═══ DONNÉES DE L'EXERCICE ═══
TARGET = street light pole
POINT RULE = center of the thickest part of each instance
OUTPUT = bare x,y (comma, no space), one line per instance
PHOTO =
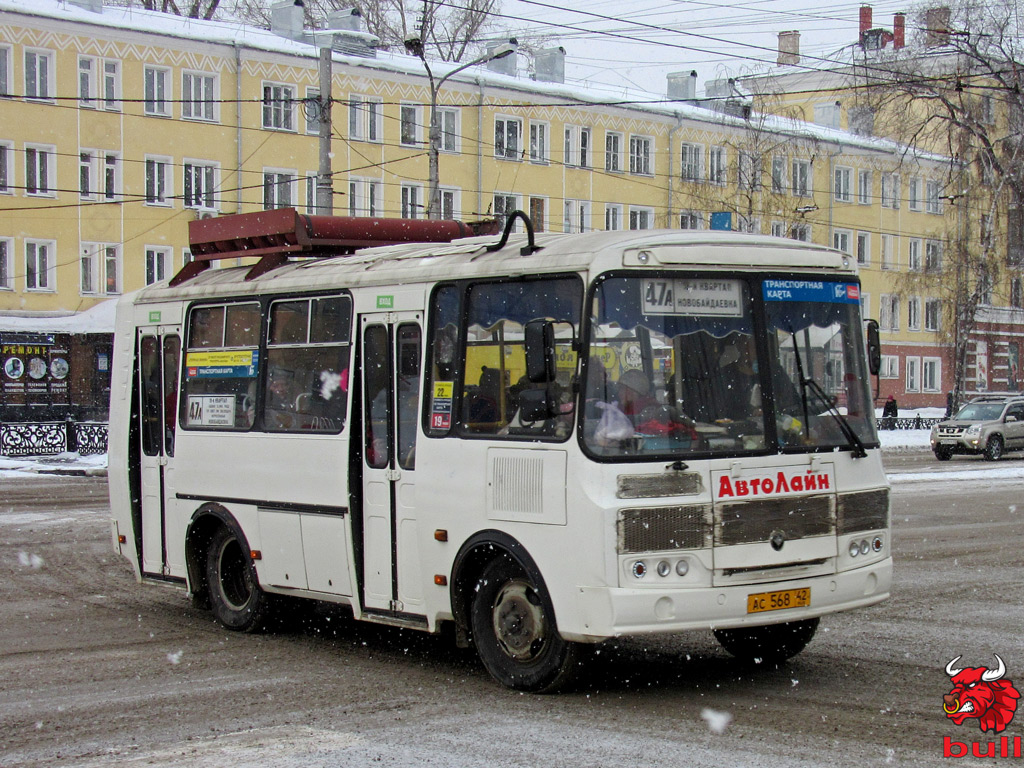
416,47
═══
Recopiez toutes les lignes de l'ensemble des items, demandes comprises, en multipliant par 0,3 chaque coordonnée figurant dans les réponses et en arrondissant le résultat à l'entier le plus proche, les demis étant arrondis vers le haut. N'incluez pas les images.

TARGET = street light pole
POINT RULE = center of the thickest part of each instance
OUTPUT = bare x,y (comma, no space), one line per instance
PHOTO =
125,14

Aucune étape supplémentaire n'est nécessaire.